**What to work on:** Change every "photo" to "image" in everything from the start of the data down to the line containing "column 223, row 325", keeping all else the same. Reproduce those lines with the pictures left out.

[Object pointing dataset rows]
■ ■ ■

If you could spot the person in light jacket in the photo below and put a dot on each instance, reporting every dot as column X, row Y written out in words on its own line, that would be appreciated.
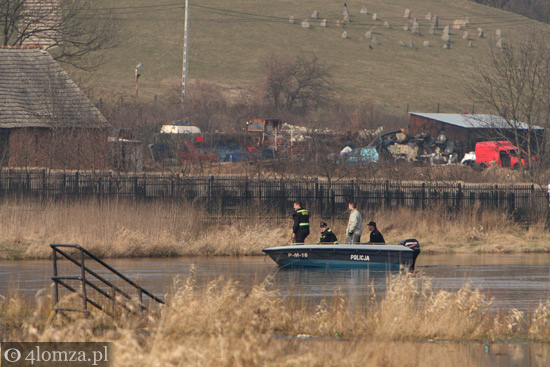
column 355, row 224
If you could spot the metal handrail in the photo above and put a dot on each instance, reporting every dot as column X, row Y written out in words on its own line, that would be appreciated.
column 60, row 280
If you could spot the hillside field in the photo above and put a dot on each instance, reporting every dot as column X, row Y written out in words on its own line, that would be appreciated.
column 229, row 38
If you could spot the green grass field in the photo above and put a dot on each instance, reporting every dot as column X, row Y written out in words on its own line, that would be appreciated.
column 228, row 38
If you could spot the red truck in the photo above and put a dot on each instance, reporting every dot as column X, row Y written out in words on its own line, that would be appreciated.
column 504, row 153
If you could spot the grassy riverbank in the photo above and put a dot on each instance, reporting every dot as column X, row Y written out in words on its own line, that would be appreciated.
column 129, row 229
column 223, row 325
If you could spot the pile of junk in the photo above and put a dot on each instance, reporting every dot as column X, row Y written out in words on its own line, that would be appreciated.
column 421, row 149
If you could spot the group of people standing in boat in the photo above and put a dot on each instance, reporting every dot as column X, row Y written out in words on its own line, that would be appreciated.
column 300, row 229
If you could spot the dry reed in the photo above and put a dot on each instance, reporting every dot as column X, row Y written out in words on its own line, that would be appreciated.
column 137, row 229
column 224, row 325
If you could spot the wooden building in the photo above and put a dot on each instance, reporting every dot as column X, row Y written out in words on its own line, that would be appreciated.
column 470, row 129
column 45, row 119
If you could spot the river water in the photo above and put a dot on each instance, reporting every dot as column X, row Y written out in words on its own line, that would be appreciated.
column 513, row 281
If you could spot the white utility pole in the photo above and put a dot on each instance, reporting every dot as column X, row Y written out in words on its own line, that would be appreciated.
column 185, row 52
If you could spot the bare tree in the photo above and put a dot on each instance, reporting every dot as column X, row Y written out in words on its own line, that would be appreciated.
column 515, row 85
column 70, row 29
column 298, row 84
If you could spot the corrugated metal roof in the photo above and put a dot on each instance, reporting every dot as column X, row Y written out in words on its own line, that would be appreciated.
column 476, row 121
column 36, row 92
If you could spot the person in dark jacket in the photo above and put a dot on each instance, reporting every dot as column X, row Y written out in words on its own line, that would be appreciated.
column 375, row 236
column 327, row 236
column 300, row 229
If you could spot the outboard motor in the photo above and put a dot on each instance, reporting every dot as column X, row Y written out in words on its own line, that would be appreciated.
column 413, row 245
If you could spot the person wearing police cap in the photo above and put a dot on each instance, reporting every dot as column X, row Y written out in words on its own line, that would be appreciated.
column 327, row 236
column 375, row 235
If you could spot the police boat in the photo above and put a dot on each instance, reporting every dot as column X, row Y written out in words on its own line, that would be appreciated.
column 374, row 256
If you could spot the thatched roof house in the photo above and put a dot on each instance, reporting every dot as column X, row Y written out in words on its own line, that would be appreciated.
column 45, row 119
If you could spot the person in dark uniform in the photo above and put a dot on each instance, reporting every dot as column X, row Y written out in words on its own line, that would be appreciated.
column 327, row 236
column 300, row 229
column 375, row 235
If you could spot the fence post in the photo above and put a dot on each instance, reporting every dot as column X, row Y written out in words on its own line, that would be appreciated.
column 332, row 204
column 282, row 197
column 423, row 196
column 458, row 196
column 44, row 186
column 56, row 285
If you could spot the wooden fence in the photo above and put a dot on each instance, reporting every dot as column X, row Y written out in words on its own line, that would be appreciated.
column 228, row 195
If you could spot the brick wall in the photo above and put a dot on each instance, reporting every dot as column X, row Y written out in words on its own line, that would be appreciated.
column 58, row 149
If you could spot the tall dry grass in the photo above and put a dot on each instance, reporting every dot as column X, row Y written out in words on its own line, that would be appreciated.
column 138, row 229
column 225, row 325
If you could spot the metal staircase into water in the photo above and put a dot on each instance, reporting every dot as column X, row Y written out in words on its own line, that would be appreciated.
column 89, row 279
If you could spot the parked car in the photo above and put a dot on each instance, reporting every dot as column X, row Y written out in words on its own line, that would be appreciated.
column 231, row 152
column 361, row 155
column 503, row 153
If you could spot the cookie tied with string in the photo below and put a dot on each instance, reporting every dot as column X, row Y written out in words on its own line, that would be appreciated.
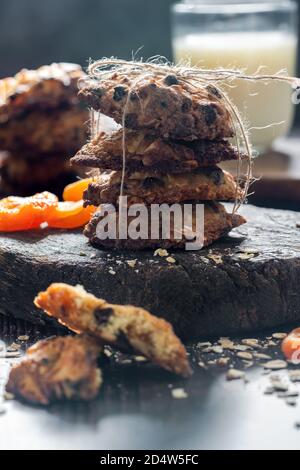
column 162, row 104
column 145, row 152
column 217, row 223
column 209, row 183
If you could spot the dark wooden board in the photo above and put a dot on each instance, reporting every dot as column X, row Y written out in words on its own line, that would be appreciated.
column 135, row 408
column 197, row 295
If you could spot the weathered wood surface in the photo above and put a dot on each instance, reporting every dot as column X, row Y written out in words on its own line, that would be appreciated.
column 198, row 294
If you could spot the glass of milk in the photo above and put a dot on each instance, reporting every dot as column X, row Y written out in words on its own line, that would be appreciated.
column 244, row 34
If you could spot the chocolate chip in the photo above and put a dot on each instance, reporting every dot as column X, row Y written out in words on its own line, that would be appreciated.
column 171, row 80
column 151, row 181
column 119, row 93
column 214, row 91
column 217, row 176
column 133, row 96
column 123, row 343
column 131, row 120
column 102, row 315
column 186, row 105
column 99, row 92
column 209, row 112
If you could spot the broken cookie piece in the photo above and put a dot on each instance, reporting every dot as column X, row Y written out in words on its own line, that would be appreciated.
column 57, row 368
column 123, row 326
column 217, row 223
column 209, row 183
column 145, row 152
column 177, row 110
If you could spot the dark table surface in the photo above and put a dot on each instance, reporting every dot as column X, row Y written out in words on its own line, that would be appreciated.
column 136, row 409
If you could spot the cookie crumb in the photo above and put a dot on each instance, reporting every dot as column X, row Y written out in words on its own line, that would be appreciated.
column 23, row 338
column 161, row 252
column 131, row 262
column 234, row 374
column 277, row 364
column 179, row 393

■ ■ ■

**In response:**
If you could spot the person in light jacket in the image below and put a dot on each instance, reporting every dot as column X, row Y written out in words on its own line, that would be appreciated.
column 355, row 224
If you could spot the metal handrail in the image above and put a dot on each instance, reporting every dot as column X, row Y written out in words on its own line, that would be appreciated.
column 60, row 280
If you could spot the hillside field in the image above and put a dot on each instance, reporting every dot as column X, row Y written out in words on its own line, that would be appreciated.
column 229, row 38
If you could spot the green grass field in the image above and put a dot on each instance, reporting every dot as column X, row Y written out in words on its own line, that would be appreciated.
column 228, row 38
If you could spot the red truck in the image above and put a dot on each instance, reporting every dot as column X, row Y written out in words on its own line, that would be appreciated.
column 504, row 153
If you could spot the grassy riverbank in the image above and put a dot on each instance, reporting every dot as column X, row Y written out in words on its own line, that would be appreciated.
column 129, row 229
column 223, row 325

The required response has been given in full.